GLAND There are over 12,000 alien animal and plant species in Europe, ranging from the North American grey squirrel, red-eared terrapin and grass carp to the highly dangerous Asian hornet and tiger mosquito. They are causing €12 billion worth of damage annually and pose an ever-growing threat to biodiversity and health.
Walking around ponds and swamps in the Lake Geneva region, such as at the Aubonne Arboretum, the Bois de la Bâtie in Geneva or where the Rhone enters the lake near Villeneuve, you can often see turtles sunning themselves or searching for food in the shallows. These are probably not the rare European pond turtle, or cistude, but rather the rapacious American red-eared slider – those green little terrapins originally brought over by the pet trade and now found throughout Europe. While the red-ears are not thought to have established breeding populations in Switzerland, they can live as long as a human, grow to 30 cm in length and prey on water fowl, fish and frogs. They are also pushing out the country’s only native terrapin.
Other invaders include the North American racoon (introduced to Germany during the 1930s), grey squirrel (now overrunning the native red species), racoon dog (from north-eastern Russia), the South American coypu, or nutria, and North American muskrat (both brought over for the fur industry), American catfish, bullfrog, various species of Asian and American crayfish, and even the exotic mandarin duck from China.
Many can spread disease, kill nesting birds, or ruthlessly compete with other species. Out of the 28 types of fish in Lake Geneva, half are considered invasive such as rainbow trout, sunfish and even giant goldfish or koi. The Thai chipmunk, in northern Italy has encroached to within three kilometres of the Swiss border. It carries diseases such as Lyme disease. Some animals, notably the Italian crested newt, escaped from a Geneva research station and have how completely displaced the local great crested variety.

Data for review>

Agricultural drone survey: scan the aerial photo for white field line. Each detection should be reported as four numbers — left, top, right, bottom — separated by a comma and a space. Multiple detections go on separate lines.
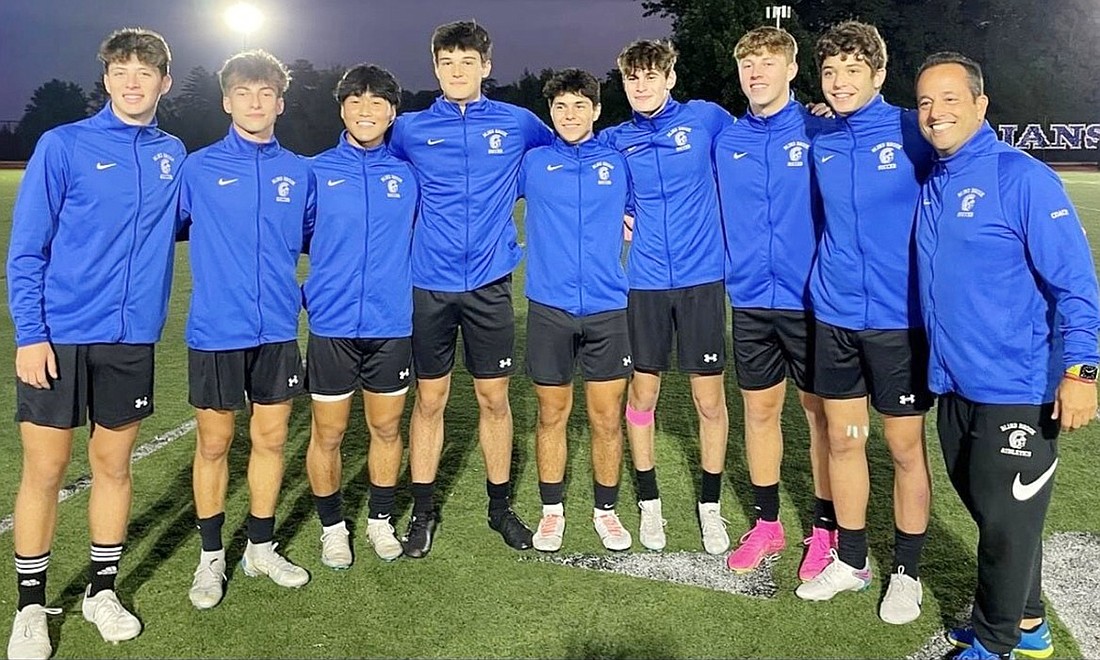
0, 418, 197, 535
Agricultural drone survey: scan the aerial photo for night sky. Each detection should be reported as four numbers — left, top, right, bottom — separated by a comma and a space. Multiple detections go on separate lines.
0, 0, 669, 121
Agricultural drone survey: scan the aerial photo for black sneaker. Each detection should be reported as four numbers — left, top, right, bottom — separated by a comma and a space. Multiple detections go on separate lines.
488, 507, 531, 550
402, 509, 439, 559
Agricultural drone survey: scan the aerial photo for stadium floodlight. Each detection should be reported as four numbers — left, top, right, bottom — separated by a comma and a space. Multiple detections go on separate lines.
765, 4, 791, 28
226, 2, 264, 50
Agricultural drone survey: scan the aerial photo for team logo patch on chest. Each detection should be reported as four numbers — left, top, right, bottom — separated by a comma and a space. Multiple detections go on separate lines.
664, 127, 691, 152
783, 140, 810, 167
955, 188, 986, 218
381, 174, 405, 199
871, 142, 902, 172
153, 152, 176, 182
272, 176, 297, 204
482, 129, 508, 154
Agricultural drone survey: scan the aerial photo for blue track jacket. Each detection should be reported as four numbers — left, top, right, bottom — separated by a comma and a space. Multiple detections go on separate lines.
303, 132, 419, 339
810, 96, 933, 330
389, 97, 553, 293
916, 124, 1100, 405
179, 127, 315, 351
519, 138, 630, 316
714, 98, 826, 311
8, 103, 186, 347
600, 98, 734, 290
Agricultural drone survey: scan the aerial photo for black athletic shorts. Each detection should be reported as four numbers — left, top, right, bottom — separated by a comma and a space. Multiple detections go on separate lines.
15, 343, 153, 429
627, 282, 726, 374
413, 275, 516, 378
814, 320, 935, 417
734, 307, 814, 392
526, 300, 634, 385
306, 332, 413, 396
187, 341, 305, 410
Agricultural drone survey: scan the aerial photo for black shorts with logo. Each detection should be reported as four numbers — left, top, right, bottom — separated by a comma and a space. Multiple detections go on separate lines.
306, 332, 413, 395
626, 282, 726, 374
15, 343, 154, 429
814, 320, 935, 417
526, 300, 634, 385
413, 275, 516, 378
733, 307, 814, 392
187, 341, 305, 410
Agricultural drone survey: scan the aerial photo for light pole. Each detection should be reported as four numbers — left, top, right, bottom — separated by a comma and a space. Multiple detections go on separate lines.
765, 4, 791, 29
226, 2, 264, 51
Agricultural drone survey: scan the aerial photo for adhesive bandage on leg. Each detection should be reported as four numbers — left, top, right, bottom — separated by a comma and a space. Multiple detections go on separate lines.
626, 404, 653, 427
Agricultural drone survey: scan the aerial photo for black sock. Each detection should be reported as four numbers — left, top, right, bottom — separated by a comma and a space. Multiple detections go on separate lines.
248, 514, 275, 546
485, 480, 512, 518
198, 512, 226, 552
592, 481, 618, 512
15, 552, 50, 609
409, 481, 436, 516
366, 484, 397, 520
893, 527, 926, 579
836, 525, 867, 570
314, 491, 343, 527
539, 481, 565, 506
88, 543, 122, 596
814, 497, 836, 531
752, 482, 779, 523
634, 468, 661, 502
699, 470, 722, 504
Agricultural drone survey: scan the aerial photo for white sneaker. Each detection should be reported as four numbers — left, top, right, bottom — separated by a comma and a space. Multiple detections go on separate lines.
699, 502, 729, 554
187, 549, 226, 609
794, 550, 871, 601
80, 585, 141, 644
8, 604, 62, 660
531, 504, 565, 552
366, 516, 405, 561
592, 509, 634, 550
321, 520, 352, 571
638, 497, 667, 550
241, 541, 309, 586
879, 567, 924, 626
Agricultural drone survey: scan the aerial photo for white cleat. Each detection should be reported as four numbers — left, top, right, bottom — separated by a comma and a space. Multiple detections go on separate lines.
879, 567, 924, 626
321, 520, 352, 567
80, 586, 141, 644
699, 502, 729, 554
531, 504, 565, 552
241, 541, 309, 587
8, 604, 62, 660
366, 516, 405, 561
638, 497, 668, 551
187, 549, 226, 609
592, 509, 634, 551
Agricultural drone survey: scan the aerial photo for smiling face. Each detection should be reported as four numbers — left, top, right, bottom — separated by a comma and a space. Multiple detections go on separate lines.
103, 55, 172, 125
916, 63, 989, 156
821, 54, 887, 117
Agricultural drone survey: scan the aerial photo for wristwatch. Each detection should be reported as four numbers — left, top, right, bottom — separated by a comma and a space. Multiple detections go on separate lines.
1066, 364, 1098, 383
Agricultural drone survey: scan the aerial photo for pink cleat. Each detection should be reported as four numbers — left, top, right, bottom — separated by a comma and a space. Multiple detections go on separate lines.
726, 520, 787, 573
799, 527, 836, 582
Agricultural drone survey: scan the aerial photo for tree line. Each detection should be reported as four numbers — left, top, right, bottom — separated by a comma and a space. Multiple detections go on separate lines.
0, 0, 1100, 160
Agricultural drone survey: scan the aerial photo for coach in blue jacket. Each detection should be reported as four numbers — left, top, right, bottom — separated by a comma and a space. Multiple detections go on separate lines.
916, 53, 1100, 659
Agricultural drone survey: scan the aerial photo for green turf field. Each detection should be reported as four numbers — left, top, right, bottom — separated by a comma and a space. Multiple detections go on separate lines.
0, 171, 1100, 658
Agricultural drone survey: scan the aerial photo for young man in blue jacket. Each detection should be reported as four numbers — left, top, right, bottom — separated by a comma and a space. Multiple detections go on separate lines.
916, 53, 1100, 660
519, 69, 633, 552
389, 21, 552, 558
601, 41, 734, 554
795, 21, 933, 624
714, 25, 836, 581
8, 29, 185, 658
303, 64, 419, 569
179, 51, 314, 609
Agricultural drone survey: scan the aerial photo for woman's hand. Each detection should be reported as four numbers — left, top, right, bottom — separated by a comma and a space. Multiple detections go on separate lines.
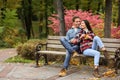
80, 34, 85, 39
70, 38, 77, 44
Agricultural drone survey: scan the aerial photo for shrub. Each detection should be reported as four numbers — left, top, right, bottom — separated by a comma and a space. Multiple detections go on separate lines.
17, 39, 45, 59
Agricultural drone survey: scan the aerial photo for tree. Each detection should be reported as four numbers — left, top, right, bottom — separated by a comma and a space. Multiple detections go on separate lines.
21, 0, 32, 39
104, 0, 112, 38
117, 0, 120, 26
56, 0, 65, 36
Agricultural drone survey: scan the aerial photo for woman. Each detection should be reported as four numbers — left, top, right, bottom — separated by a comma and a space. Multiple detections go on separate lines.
77, 20, 109, 77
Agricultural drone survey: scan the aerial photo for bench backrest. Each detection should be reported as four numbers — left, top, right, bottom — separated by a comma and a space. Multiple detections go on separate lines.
47, 36, 120, 52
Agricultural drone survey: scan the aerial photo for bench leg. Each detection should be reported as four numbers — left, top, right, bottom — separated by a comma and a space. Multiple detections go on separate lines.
35, 53, 40, 67
43, 54, 48, 65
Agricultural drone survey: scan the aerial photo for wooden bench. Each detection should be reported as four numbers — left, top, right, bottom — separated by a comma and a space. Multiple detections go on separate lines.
36, 36, 120, 66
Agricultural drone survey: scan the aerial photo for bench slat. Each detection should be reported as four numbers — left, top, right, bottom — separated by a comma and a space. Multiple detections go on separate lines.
47, 40, 61, 44
47, 44, 65, 49
101, 38, 120, 44
104, 43, 120, 48
48, 36, 65, 39
38, 51, 114, 58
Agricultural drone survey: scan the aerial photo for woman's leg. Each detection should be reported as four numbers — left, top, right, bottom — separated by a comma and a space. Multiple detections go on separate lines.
92, 36, 110, 60
92, 36, 104, 50
83, 49, 100, 66
83, 49, 101, 78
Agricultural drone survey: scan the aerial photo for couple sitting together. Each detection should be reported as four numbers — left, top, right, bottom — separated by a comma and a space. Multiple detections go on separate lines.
59, 16, 109, 77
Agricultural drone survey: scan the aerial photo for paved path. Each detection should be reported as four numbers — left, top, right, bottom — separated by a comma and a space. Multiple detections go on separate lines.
0, 49, 120, 80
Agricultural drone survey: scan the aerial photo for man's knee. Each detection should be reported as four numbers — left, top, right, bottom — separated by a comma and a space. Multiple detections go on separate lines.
60, 38, 65, 42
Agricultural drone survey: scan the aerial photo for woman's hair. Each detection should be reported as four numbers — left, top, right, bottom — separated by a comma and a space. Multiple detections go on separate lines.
83, 20, 93, 32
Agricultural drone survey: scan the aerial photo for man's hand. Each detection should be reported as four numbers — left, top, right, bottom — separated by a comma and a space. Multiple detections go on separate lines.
70, 38, 77, 44
80, 34, 85, 39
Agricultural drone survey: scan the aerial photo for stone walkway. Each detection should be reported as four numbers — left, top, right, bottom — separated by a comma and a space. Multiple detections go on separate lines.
0, 49, 120, 80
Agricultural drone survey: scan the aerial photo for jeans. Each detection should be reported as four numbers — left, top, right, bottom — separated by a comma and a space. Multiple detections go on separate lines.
83, 36, 104, 66
60, 38, 79, 69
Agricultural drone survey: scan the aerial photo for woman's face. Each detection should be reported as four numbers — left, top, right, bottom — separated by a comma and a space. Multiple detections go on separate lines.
80, 21, 86, 29
73, 18, 80, 27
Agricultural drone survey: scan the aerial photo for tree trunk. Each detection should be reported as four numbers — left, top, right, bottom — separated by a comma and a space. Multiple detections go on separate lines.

What you will do>
1. Reproduce the part of the article on alien species in Europe starting with "Other invaders include" and going on through "duck from China.".
2. According to the article on alien species in Europe, how much damage do these species cause each year?
The records have no connection to the article on alien species in Europe.

Solutions>
1.
Other invaders include the North American racoon (introduced to Germany during the 1930s), grey squirrel (now overrunning the native red species), racoon dog (from north-eastern Russia), the South American coypu, or nutria, and North American muskrat (both brought over for the fur industry), American catfish, bullfrog, various species of Asian and American crayfish, and even the exotic mandarin duck from China.

2. They cause €12 billion worth of damage annually.